[START]

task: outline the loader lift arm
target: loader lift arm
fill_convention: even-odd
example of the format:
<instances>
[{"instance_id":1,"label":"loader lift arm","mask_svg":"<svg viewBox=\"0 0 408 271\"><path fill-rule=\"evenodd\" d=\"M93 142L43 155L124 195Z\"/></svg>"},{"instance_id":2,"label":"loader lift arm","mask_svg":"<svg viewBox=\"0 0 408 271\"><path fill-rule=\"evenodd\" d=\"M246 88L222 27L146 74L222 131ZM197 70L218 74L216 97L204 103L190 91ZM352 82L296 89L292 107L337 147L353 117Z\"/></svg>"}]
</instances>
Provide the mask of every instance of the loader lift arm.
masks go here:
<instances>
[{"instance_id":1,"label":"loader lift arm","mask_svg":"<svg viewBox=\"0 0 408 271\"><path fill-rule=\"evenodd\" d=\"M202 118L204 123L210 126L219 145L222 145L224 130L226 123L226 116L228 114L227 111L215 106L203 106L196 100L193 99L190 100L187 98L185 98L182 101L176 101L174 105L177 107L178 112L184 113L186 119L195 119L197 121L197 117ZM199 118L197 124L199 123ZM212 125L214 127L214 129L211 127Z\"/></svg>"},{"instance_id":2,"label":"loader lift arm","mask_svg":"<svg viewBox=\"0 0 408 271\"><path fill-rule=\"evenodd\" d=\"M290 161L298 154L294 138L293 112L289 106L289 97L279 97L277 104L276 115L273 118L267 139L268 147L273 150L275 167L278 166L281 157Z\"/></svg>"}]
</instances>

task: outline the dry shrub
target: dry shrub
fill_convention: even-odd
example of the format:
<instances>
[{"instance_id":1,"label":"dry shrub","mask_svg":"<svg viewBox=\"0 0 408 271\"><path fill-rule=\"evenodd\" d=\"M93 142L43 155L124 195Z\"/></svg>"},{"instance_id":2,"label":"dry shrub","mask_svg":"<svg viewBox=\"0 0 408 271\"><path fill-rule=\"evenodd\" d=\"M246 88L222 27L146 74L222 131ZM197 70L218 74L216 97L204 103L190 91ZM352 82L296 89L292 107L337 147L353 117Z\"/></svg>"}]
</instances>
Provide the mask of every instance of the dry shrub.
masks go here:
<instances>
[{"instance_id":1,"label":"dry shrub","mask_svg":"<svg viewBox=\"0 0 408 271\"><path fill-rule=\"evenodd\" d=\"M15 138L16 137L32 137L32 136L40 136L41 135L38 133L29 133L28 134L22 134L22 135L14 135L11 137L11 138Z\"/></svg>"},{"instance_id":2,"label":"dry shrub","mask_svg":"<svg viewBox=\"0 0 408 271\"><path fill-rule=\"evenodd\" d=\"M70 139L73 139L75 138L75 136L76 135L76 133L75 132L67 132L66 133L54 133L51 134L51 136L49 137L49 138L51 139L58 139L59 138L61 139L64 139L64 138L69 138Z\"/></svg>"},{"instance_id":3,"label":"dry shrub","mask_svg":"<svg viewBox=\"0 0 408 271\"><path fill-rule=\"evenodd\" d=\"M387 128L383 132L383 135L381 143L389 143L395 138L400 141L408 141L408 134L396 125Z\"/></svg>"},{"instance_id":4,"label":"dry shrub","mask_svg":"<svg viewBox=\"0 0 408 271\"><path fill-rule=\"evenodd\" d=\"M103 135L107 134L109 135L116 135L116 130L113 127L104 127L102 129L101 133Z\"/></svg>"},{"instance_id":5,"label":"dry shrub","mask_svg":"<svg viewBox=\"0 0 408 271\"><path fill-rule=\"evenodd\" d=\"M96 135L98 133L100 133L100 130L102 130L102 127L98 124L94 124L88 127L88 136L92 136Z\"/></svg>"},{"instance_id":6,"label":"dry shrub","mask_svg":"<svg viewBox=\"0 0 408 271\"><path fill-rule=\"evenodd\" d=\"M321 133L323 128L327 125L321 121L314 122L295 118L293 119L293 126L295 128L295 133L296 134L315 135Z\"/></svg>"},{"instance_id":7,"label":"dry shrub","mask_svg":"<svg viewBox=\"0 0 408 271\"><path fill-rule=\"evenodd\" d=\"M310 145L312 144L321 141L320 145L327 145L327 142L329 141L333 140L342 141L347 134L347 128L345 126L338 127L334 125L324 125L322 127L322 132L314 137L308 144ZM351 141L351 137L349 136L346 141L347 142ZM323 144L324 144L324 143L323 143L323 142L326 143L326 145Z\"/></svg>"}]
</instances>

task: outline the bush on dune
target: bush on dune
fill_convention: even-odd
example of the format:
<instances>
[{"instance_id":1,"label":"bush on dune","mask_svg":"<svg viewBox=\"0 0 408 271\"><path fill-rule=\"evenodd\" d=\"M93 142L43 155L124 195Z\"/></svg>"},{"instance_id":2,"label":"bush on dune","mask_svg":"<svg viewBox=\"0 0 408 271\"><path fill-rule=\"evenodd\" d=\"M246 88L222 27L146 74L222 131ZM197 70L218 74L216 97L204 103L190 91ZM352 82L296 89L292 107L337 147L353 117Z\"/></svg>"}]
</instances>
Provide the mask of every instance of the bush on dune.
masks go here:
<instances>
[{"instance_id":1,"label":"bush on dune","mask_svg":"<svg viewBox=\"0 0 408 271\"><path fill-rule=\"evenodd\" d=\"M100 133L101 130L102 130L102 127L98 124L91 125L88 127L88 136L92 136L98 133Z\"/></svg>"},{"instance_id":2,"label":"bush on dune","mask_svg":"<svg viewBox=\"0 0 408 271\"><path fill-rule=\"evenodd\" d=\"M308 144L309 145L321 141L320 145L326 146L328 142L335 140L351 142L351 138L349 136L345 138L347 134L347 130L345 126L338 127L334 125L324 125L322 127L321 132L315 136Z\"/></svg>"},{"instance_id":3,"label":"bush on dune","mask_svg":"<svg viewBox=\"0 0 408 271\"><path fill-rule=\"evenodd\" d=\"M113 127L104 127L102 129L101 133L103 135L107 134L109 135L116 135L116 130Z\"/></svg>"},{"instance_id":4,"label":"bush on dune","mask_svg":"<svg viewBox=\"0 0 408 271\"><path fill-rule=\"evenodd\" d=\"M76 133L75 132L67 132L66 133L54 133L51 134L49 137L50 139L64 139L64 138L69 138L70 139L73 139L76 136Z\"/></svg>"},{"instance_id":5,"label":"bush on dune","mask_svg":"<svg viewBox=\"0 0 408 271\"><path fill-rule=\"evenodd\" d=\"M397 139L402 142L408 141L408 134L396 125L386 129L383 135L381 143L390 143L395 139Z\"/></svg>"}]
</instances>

[END]

BRIEF: Copy out every one of the records above word for word, keeping each line unchanged.

SOLUTION FOR THIS EXERCISE:
task: outline the loader lift arm
target: loader lift arm
fill_convention: even-odd
example of the format:
<instances>
[{"instance_id":1,"label":"loader lift arm","mask_svg":"<svg viewBox=\"0 0 408 271\"><path fill-rule=\"evenodd\" d=\"M93 142L43 155L124 195Z\"/></svg>"},{"instance_id":2,"label":"loader lift arm","mask_svg":"<svg viewBox=\"0 0 408 271\"><path fill-rule=\"evenodd\" d=\"M246 88L222 27L146 74L222 131ZM197 70L218 74L216 97L204 103L190 91ZM352 82L296 89L292 107L337 147L353 117Z\"/></svg>"}]
</instances>
Provide the mask of every instance of the loader lift arm.
masks go here:
<instances>
[{"instance_id":1,"label":"loader lift arm","mask_svg":"<svg viewBox=\"0 0 408 271\"><path fill-rule=\"evenodd\" d=\"M202 118L204 123L210 126L219 145L222 145L224 130L226 123L226 116L228 114L227 111L215 106L203 106L196 100L193 99L190 100L187 98L185 98L182 101L176 101L174 105L177 107L178 112L184 113L186 119L195 119L197 121L197 117ZM199 118L197 124L199 123ZM212 125L214 127L214 129L211 127Z\"/></svg>"},{"instance_id":2,"label":"loader lift arm","mask_svg":"<svg viewBox=\"0 0 408 271\"><path fill-rule=\"evenodd\" d=\"M290 161L298 154L294 138L293 112L289 106L289 97L279 97L277 104L276 115L273 118L267 139L268 147L273 150L275 167L278 166L281 157Z\"/></svg>"}]
</instances>

task: outline the dry shrub
target: dry shrub
fill_convention: even-odd
example of the format:
<instances>
[{"instance_id":1,"label":"dry shrub","mask_svg":"<svg viewBox=\"0 0 408 271\"><path fill-rule=\"evenodd\" d=\"M93 142L43 155L124 195Z\"/></svg>"},{"instance_id":2,"label":"dry shrub","mask_svg":"<svg viewBox=\"0 0 408 271\"><path fill-rule=\"evenodd\" d=\"M246 88L222 27L146 74L222 131ZM197 70L218 74L216 97L204 103L190 91ZM352 82L296 89L292 107L337 147L353 117Z\"/></svg>"}]
</instances>
Provide the mask of every instance of the dry shrub.
masks go here:
<instances>
[{"instance_id":1,"label":"dry shrub","mask_svg":"<svg viewBox=\"0 0 408 271\"><path fill-rule=\"evenodd\" d=\"M15 138L16 137L32 137L32 136L40 136L41 135L38 133L29 133L28 134L22 134L22 135L14 135L11 137L11 138Z\"/></svg>"},{"instance_id":2,"label":"dry shrub","mask_svg":"<svg viewBox=\"0 0 408 271\"><path fill-rule=\"evenodd\" d=\"M70 139L73 139L75 138L75 136L76 135L76 133L75 132L67 132L66 133L54 133L51 134L51 136L49 137L49 138L51 139L58 139L59 138L61 139L64 139L64 138L69 138Z\"/></svg>"},{"instance_id":3,"label":"dry shrub","mask_svg":"<svg viewBox=\"0 0 408 271\"><path fill-rule=\"evenodd\" d=\"M387 128L383 132L383 135L381 143L389 143L395 138L400 141L408 141L408 134L396 125Z\"/></svg>"},{"instance_id":4,"label":"dry shrub","mask_svg":"<svg viewBox=\"0 0 408 271\"><path fill-rule=\"evenodd\" d=\"M103 135L107 134L109 135L116 135L116 130L113 127L104 127L102 129L101 133Z\"/></svg>"},{"instance_id":5,"label":"dry shrub","mask_svg":"<svg viewBox=\"0 0 408 271\"><path fill-rule=\"evenodd\" d=\"M96 135L98 133L100 133L100 130L102 130L102 127L98 124L94 124L88 127L88 136L92 136Z\"/></svg>"},{"instance_id":6,"label":"dry shrub","mask_svg":"<svg viewBox=\"0 0 408 271\"><path fill-rule=\"evenodd\" d=\"M321 133L323 128L327 125L321 121L314 122L295 118L293 119L293 126L295 128L295 133L296 134L315 135Z\"/></svg>"},{"instance_id":7,"label":"dry shrub","mask_svg":"<svg viewBox=\"0 0 408 271\"><path fill-rule=\"evenodd\" d=\"M310 145L312 144L321 141L320 145L327 145L327 142L329 141L333 140L342 141L347 134L347 128L345 126L338 127L334 125L324 125L322 127L322 132L314 137L308 144ZM351 141L351 137L349 136L346 141L347 142ZM323 144L324 144L324 143L323 143L323 142L326 143L326 145Z\"/></svg>"}]
</instances>

task: outline the bush on dune
target: bush on dune
fill_convention: even-odd
example of the format:
<instances>
[{"instance_id":1,"label":"bush on dune","mask_svg":"<svg viewBox=\"0 0 408 271\"><path fill-rule=\"evenodd\" d=\"M93 142L43 155L124 195Z\"/></svg>"},{"instance_id":2,"label":"bush on dune","mask_svg":"<svg viewBox=\"0 0 408 271\"><path fill-rule=\"evenodd\" d=\"M246 88L222 27L146 74L222 131ZM197 70L218 74L216 97L204 103L190 91ZM352 82L296 89L292 107L337 147L353 117Z\"/></svg>"}]
</instances>
Provide the mask of every instance of the bush on dune.
masks go here:
<instances>
[{"instance_id":1,"label":"bush on dune","mask_svg":"<svg viewBox=\"0 0 408 271\"><path fill-rule=\"evenodd\" d=\"M100 133L101 130L102 130L102 127L98 124L91 125L88 127L88 136L92 136L98 133Z\"/></svg>"},{"instance_id":2,"label":"bush on dune","mask_svg":"<svg viewBox=\"0 0 408 271\"><path fill-rule=\"evenodd\" d=\"M308 144L309 145L321 141L320 145L326 146L328 142L335 140L351 142L351 138L349 136L345 138L347 134L347 130L345 126L338 127L334 125L324 125L322 127L321 132L315 136Z\"/></svg>"},{"instance_id":3,"label":"bush on dune","mask_svg":"<svg viewBox=\"0 0 408 271\"><path fill-rule=\"evenodd\" d=\"M113 127L104 127L102 129L101 133L103 135L107 134L109 135L116 135L116 130Z\"/></svg>"},{"instance_id":4,"label":"bush on dune","mask_svg":"<svg viewBox=\"0 0 408 271\"><path fill-rule=\"evenodd\" d=\"M76 133L75 132L67 132L66 133L54 133L51 134L49 137L50 139L64 139L64 138L69 138L70 139L73 139L76 136Z\"/></svg>"},{"instance_id":5,"label":"bush on dune","mask_svg":"<svg viewBox=\"0 0 408 271\"><path fill-rule=\"evenodd\" d=\"M397 139L402 142L408 141L408 134L396 125L386 129L383 135L381 143L390 143L395 139Z\"/></svg>"}]
</instances>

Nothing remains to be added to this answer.